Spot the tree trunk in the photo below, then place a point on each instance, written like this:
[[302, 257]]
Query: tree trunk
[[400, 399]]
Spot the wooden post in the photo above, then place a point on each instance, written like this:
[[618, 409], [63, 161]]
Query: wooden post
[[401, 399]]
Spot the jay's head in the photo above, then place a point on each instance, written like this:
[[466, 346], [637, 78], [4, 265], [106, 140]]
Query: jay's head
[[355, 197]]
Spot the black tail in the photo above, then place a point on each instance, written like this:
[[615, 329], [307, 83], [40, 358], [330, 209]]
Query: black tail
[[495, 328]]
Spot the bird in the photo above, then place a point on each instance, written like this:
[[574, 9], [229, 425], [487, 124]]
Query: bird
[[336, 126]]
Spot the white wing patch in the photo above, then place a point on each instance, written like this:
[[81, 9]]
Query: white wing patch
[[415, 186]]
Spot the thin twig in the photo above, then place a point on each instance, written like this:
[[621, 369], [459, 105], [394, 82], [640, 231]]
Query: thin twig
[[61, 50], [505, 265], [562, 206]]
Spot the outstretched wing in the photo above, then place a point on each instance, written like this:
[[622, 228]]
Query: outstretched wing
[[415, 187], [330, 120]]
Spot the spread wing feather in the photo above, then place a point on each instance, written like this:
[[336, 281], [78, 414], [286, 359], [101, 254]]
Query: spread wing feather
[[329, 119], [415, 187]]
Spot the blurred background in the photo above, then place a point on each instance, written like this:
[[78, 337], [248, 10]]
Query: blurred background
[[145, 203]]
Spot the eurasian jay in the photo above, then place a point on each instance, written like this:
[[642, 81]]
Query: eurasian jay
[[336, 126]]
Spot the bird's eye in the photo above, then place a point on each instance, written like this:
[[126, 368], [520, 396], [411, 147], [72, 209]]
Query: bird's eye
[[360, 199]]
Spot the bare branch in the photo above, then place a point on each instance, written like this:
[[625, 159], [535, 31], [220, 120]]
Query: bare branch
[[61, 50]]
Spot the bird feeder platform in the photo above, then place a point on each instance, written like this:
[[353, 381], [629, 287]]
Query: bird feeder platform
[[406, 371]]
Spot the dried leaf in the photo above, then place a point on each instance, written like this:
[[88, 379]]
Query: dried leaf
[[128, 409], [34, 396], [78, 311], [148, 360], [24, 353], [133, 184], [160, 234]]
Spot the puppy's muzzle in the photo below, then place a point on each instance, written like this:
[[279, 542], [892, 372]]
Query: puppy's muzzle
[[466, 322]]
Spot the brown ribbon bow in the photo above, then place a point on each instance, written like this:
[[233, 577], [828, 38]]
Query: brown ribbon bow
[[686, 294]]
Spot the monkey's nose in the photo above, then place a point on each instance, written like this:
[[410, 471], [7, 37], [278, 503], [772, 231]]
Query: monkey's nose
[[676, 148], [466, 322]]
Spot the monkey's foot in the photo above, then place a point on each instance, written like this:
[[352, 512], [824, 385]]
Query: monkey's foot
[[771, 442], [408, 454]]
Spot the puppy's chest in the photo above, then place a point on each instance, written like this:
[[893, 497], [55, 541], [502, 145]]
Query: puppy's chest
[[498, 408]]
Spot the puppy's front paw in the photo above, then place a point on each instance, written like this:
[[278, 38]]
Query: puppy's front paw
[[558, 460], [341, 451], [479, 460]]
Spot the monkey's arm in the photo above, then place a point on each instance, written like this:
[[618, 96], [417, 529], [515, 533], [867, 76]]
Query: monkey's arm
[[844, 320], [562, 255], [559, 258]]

ACTIVITY – Which lines in the listing above include the string "below"? Copy each of them.

RESPONSE TO THIS EXERCISE –
Spot the tree trunk in the photo below, then place a point on each instance, written like this:
Spot the puppy's muzzle in the photo below, then place a point on each instance, written like this:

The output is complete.